**The exercise**
Copy out the entries below word for word, starting at the line that contains "the white sock" and ending at the line that contains "<point>417,442</point>", with both of those lines included.

**Record excerpts**
* * *
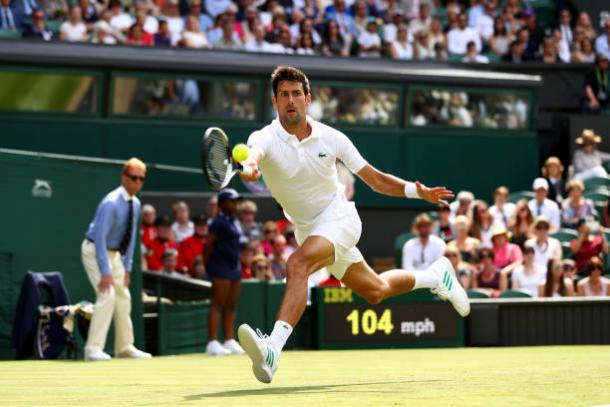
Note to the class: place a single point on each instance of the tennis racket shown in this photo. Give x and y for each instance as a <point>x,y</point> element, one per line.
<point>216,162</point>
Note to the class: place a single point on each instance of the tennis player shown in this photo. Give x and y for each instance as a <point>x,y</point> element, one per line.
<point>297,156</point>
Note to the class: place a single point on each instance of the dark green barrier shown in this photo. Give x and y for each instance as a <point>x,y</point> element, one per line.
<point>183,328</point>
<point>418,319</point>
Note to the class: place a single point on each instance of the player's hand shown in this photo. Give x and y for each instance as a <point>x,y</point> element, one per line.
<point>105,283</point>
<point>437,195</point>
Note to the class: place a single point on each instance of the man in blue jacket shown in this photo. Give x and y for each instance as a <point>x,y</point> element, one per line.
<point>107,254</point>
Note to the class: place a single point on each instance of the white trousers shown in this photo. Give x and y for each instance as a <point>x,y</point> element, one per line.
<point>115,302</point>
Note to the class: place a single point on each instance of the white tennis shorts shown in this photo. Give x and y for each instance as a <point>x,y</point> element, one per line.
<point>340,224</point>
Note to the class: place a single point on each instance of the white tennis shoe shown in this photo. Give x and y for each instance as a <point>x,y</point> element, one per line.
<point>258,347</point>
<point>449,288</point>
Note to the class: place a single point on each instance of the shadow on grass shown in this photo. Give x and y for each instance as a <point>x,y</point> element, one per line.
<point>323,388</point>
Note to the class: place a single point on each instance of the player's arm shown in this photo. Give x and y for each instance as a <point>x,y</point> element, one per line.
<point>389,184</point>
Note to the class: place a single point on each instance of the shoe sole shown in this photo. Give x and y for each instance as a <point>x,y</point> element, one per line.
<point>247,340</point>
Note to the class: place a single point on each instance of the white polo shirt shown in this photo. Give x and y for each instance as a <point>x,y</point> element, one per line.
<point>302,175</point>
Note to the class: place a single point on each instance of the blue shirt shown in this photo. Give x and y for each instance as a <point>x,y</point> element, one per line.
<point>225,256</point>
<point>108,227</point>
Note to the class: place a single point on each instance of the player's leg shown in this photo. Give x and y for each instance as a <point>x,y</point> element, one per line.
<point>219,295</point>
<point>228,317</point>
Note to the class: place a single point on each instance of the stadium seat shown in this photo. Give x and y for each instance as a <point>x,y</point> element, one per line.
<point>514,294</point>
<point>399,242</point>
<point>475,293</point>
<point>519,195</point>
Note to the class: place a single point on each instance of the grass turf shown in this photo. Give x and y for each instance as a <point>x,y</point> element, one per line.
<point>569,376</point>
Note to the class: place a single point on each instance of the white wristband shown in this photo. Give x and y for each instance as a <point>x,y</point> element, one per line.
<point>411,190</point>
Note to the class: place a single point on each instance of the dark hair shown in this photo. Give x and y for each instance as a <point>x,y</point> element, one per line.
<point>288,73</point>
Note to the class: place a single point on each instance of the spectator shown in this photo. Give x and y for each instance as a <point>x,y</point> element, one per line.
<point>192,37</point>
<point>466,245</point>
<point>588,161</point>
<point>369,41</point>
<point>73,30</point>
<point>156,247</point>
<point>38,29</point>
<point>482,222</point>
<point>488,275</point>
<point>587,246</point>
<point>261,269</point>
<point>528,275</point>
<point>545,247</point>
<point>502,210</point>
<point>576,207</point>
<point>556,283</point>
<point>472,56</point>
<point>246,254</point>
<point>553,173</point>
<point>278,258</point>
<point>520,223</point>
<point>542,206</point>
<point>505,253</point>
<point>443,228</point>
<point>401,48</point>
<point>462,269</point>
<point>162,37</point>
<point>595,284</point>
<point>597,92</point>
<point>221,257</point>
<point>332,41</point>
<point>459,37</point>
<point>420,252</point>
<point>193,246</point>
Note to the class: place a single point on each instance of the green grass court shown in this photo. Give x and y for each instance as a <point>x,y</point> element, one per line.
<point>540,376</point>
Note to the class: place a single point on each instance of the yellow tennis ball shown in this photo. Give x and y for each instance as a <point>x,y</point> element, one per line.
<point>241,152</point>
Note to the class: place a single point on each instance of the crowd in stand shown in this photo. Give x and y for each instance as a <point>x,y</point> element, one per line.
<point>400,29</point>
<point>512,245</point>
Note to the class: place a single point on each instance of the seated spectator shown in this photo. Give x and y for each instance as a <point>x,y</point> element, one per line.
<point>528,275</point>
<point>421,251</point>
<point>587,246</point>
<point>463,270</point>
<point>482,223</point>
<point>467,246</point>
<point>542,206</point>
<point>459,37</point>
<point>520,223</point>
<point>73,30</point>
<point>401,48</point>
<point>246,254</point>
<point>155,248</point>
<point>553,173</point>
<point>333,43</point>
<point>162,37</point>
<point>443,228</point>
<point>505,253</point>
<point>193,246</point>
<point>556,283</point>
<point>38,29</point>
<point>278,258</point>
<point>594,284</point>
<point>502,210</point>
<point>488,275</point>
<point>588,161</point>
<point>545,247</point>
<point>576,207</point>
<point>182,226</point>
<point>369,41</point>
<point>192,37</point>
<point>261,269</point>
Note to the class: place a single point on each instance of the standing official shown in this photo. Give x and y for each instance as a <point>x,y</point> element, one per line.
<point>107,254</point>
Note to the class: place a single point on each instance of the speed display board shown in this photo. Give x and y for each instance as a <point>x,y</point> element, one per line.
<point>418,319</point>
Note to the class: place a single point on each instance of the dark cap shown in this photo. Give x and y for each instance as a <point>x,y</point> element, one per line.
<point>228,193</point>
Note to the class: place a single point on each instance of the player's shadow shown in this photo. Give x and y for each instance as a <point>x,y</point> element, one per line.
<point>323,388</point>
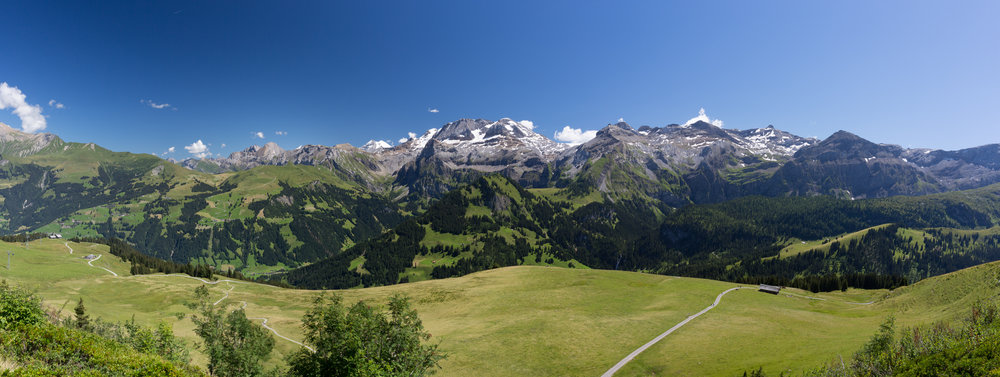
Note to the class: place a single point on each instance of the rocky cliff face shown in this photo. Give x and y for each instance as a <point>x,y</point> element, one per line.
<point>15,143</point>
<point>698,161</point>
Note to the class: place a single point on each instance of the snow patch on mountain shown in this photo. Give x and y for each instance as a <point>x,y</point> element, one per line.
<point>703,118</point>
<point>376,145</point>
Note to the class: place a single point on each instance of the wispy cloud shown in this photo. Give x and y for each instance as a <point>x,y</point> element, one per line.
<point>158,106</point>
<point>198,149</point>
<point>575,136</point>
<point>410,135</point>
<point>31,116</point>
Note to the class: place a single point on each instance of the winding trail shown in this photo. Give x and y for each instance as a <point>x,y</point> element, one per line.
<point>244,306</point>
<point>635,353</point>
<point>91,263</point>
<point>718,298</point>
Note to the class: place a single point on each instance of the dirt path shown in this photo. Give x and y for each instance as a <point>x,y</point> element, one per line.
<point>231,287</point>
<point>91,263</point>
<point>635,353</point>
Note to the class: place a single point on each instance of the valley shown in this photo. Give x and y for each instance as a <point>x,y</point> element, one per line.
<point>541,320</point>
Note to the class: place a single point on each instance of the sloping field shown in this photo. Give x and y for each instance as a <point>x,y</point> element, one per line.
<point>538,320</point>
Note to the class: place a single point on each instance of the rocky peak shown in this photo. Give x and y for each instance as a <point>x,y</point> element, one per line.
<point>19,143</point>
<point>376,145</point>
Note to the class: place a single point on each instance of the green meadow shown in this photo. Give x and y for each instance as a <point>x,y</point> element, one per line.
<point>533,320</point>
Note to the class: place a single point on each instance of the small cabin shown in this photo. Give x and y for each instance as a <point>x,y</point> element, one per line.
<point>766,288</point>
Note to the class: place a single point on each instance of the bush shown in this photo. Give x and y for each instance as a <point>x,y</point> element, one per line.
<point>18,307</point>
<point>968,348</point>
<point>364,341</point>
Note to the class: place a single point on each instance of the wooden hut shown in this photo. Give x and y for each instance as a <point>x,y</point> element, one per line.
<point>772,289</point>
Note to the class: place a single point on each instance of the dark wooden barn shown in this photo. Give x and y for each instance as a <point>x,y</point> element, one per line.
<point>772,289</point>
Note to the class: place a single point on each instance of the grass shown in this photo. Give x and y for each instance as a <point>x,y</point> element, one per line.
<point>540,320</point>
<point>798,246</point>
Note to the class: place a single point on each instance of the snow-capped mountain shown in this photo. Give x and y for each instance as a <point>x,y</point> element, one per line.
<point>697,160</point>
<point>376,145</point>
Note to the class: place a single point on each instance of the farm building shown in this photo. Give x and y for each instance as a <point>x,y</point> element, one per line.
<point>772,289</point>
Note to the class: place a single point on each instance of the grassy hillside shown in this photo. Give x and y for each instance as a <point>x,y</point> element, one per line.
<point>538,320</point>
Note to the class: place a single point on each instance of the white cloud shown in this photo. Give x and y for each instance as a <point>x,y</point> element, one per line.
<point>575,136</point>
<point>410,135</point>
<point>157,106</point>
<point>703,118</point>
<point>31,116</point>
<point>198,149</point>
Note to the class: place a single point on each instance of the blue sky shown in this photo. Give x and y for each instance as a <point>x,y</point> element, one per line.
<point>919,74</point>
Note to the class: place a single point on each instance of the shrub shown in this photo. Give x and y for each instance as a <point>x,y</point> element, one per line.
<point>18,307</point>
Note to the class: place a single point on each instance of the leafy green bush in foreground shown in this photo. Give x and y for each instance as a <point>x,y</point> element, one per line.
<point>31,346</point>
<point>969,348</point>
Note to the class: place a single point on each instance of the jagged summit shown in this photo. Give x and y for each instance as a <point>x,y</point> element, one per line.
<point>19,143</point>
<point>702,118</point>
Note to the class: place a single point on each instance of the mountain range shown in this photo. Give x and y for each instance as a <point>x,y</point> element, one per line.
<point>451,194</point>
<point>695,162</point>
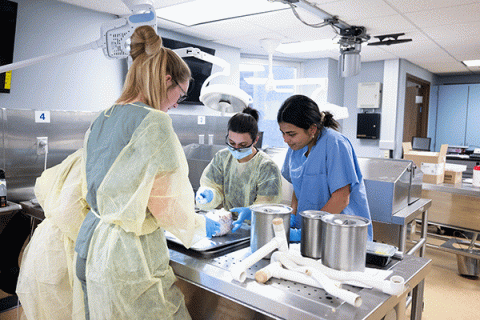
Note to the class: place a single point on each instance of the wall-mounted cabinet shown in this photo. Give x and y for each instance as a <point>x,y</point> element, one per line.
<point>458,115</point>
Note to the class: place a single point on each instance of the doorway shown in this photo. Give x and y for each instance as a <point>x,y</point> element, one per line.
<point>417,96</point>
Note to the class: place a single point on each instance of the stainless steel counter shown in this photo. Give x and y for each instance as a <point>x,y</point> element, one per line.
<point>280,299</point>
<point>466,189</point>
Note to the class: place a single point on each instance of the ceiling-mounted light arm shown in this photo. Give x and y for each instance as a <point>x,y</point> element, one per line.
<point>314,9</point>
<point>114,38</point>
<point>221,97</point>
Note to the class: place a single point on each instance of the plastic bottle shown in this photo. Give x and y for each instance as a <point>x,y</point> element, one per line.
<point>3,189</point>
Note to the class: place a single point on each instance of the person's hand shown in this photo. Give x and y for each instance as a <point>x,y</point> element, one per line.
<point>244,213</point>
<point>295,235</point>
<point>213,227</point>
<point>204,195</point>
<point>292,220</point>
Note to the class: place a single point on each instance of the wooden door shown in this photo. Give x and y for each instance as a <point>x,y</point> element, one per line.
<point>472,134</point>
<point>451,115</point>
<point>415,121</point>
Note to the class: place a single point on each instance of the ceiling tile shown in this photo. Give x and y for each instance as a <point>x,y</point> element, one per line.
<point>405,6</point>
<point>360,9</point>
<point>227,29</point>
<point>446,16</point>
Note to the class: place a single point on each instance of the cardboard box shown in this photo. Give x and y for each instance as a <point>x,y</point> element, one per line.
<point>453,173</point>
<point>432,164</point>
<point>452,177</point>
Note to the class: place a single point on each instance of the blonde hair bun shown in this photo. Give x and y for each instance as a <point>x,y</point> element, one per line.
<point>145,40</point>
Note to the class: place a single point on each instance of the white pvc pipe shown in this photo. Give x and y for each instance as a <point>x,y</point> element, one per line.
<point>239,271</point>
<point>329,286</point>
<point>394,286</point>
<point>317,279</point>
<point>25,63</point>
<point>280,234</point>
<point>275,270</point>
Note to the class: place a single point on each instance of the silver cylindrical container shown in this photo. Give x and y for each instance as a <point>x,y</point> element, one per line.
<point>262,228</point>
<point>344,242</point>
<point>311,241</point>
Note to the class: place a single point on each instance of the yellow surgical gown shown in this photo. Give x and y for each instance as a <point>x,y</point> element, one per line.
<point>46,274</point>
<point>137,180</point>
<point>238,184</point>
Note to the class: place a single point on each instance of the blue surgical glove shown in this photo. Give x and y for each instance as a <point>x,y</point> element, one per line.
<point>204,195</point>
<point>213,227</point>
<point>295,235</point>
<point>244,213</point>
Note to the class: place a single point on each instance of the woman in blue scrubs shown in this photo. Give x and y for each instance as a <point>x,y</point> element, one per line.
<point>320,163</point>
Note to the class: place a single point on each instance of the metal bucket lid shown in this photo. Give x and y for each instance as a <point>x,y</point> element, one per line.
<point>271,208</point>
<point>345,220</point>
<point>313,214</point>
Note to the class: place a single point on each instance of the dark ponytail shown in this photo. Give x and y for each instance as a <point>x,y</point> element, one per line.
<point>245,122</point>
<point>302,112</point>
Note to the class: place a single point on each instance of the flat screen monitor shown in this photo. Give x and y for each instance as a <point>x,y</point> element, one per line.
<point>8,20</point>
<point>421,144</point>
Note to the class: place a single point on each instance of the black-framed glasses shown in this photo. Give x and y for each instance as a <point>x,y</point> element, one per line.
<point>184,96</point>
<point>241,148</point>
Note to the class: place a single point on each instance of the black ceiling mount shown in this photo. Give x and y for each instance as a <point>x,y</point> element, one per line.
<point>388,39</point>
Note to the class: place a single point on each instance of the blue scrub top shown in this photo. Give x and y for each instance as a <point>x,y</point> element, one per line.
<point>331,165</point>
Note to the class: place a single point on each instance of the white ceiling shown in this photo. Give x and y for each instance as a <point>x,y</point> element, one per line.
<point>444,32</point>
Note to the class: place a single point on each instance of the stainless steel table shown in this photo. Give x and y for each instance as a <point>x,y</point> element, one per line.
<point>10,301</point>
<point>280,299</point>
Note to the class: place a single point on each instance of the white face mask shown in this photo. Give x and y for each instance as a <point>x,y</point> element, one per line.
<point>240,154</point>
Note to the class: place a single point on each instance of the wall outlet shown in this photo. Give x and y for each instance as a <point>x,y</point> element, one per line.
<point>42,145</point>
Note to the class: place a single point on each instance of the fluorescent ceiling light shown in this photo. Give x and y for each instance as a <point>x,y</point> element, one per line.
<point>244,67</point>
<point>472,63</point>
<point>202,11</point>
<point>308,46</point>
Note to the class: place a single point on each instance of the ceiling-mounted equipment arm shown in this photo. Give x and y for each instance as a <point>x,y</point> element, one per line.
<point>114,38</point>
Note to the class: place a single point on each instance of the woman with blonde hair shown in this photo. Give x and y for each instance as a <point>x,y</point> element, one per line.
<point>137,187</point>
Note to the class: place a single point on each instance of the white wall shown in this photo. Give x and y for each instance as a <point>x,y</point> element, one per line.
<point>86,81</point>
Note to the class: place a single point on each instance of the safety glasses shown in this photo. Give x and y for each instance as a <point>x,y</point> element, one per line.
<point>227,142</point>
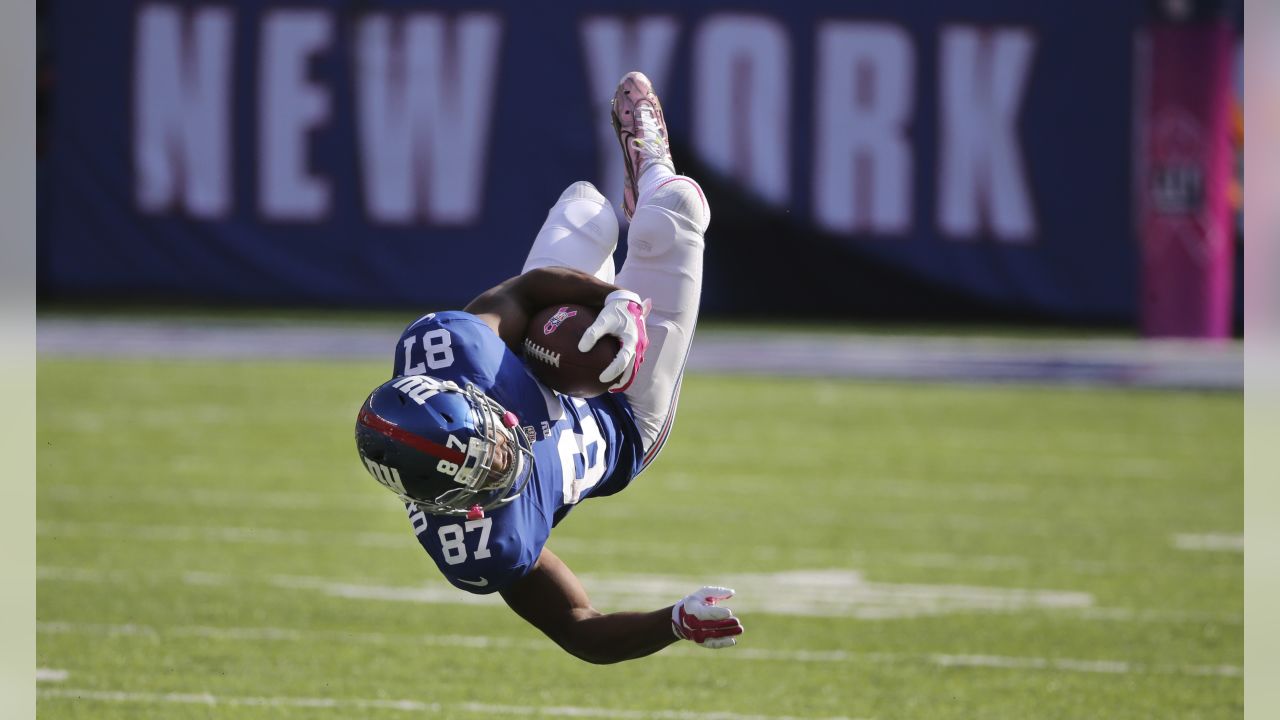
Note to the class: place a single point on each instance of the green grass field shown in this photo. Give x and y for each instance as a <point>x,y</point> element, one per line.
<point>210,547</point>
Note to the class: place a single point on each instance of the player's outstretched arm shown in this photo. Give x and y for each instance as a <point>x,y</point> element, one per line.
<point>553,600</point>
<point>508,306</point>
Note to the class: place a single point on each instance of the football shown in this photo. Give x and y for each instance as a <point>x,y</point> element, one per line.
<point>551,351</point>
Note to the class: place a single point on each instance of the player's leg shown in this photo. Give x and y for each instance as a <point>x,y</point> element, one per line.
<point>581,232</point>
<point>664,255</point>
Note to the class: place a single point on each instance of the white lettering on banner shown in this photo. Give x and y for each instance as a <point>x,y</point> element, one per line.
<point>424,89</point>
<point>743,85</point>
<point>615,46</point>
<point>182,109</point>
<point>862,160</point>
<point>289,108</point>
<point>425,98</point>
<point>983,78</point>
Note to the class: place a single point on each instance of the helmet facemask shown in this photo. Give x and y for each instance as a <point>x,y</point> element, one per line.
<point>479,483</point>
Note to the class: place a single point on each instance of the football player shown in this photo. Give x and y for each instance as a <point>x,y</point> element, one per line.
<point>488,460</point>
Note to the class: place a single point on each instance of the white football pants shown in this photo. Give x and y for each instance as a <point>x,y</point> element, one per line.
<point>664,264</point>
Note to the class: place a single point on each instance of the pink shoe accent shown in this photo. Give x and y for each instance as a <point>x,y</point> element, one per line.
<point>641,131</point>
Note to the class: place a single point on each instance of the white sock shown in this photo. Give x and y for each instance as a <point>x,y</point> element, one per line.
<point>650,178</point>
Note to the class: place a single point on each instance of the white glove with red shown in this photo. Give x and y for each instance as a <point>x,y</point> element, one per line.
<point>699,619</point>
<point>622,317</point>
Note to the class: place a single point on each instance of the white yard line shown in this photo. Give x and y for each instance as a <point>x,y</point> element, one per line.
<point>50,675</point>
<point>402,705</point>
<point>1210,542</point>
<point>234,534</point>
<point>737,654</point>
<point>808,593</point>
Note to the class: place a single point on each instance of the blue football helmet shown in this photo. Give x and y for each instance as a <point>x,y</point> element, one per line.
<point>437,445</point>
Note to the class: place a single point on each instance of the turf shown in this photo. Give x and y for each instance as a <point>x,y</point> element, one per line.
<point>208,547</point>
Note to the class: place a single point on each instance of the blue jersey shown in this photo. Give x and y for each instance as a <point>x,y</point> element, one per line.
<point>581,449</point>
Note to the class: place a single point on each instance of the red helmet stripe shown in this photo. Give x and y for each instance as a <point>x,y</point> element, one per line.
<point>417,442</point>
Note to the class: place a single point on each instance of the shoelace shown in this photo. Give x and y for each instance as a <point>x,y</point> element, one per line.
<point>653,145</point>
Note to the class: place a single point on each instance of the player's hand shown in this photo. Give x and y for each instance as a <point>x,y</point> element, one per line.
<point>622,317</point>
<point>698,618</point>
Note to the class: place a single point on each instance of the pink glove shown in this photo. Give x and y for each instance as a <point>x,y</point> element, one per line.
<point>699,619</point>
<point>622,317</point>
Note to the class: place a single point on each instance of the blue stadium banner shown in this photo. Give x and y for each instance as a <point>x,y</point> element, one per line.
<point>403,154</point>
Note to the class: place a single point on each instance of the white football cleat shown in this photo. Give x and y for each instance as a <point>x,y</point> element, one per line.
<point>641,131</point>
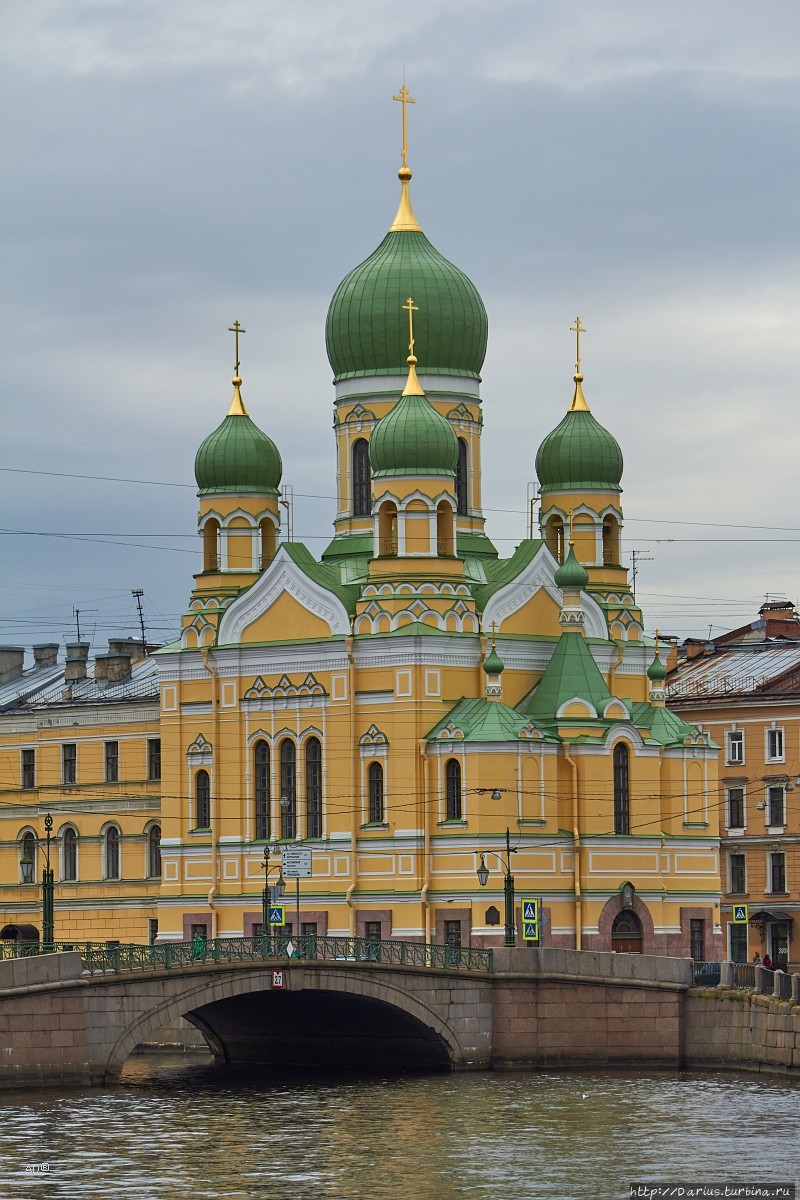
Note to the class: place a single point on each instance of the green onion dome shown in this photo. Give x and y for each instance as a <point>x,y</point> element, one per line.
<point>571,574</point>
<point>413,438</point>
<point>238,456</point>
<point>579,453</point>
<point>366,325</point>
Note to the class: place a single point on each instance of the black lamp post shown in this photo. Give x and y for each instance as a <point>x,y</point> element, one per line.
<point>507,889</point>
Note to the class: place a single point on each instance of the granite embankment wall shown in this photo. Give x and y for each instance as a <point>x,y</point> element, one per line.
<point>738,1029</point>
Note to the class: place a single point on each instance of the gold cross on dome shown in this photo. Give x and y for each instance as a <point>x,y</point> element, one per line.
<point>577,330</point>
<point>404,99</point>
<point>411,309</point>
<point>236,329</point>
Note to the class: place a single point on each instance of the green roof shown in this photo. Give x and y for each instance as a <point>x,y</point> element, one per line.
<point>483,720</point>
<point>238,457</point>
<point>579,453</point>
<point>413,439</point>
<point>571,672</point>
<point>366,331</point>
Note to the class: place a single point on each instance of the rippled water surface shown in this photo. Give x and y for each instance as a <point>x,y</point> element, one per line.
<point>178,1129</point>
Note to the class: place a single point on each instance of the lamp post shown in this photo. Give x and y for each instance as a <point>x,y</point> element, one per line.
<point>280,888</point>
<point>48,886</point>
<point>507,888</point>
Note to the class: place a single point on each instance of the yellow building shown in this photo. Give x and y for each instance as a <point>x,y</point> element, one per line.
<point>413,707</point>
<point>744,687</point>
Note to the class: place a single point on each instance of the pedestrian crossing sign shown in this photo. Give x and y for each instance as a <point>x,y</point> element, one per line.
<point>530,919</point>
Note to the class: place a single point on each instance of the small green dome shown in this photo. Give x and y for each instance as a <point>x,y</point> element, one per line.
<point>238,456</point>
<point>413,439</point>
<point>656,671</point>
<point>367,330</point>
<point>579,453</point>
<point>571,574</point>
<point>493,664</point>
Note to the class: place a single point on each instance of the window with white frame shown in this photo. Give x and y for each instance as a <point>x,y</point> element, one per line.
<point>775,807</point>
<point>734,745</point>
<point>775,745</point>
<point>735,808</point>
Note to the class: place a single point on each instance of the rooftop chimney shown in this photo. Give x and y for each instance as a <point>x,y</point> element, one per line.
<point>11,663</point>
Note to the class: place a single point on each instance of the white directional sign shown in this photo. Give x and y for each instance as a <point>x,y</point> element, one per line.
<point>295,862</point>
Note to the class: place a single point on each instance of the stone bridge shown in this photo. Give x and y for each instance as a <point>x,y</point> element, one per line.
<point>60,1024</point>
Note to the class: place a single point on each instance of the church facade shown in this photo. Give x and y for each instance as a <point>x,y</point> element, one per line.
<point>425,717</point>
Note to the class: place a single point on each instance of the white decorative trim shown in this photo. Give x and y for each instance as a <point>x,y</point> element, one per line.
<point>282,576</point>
* * *
**Completed task**
Note to the class: place a single point on each instance of the white sock shown in this photo. Give x and y for each instance as a <point>x,y</point> element, one per line.
<point>650,178</point>
Note to the class: place a single point on each instance of the white glove with red shown in this photo. Give x and y for each instance as a <point>x,y</point> element, one per line.
<point>699,619</point>
<point>622,317</point>
Note to the class: place a single point on each instance of the white yard line shown in this photo. Give x and y for each instance as a <point>x,y</point> element, one per line.
<point>50,675</point>
<point>402,705</point>
<point>1210,542</point>
<point>234,534</point>
<point>737,654</point>
<point>808,593</point>
Note to the class: place a single point on each instance of the blue football helmet shown in this photo. Give x and y for each instance as a <point>x,y</point> element, one per line.
<point>437,445</point>
Note to the class: place a single point on each instance of the turf shown in this photo. Give x and y for each instance as a <point>x,y</point> element, one per line.
<point>208,547</point>
Note to the class: place a single point on each instance of the blue jersey shown in this photo. Give x and y for each instance as a <point>x,y</point> element, one per line.
<point>581,449</point>
Note to the class: place a single point on each instance of the red helmet stripe shown in this photo. Give x and y for each instance as a <point>x,y</point> element, one per line.
<point>417,442</point>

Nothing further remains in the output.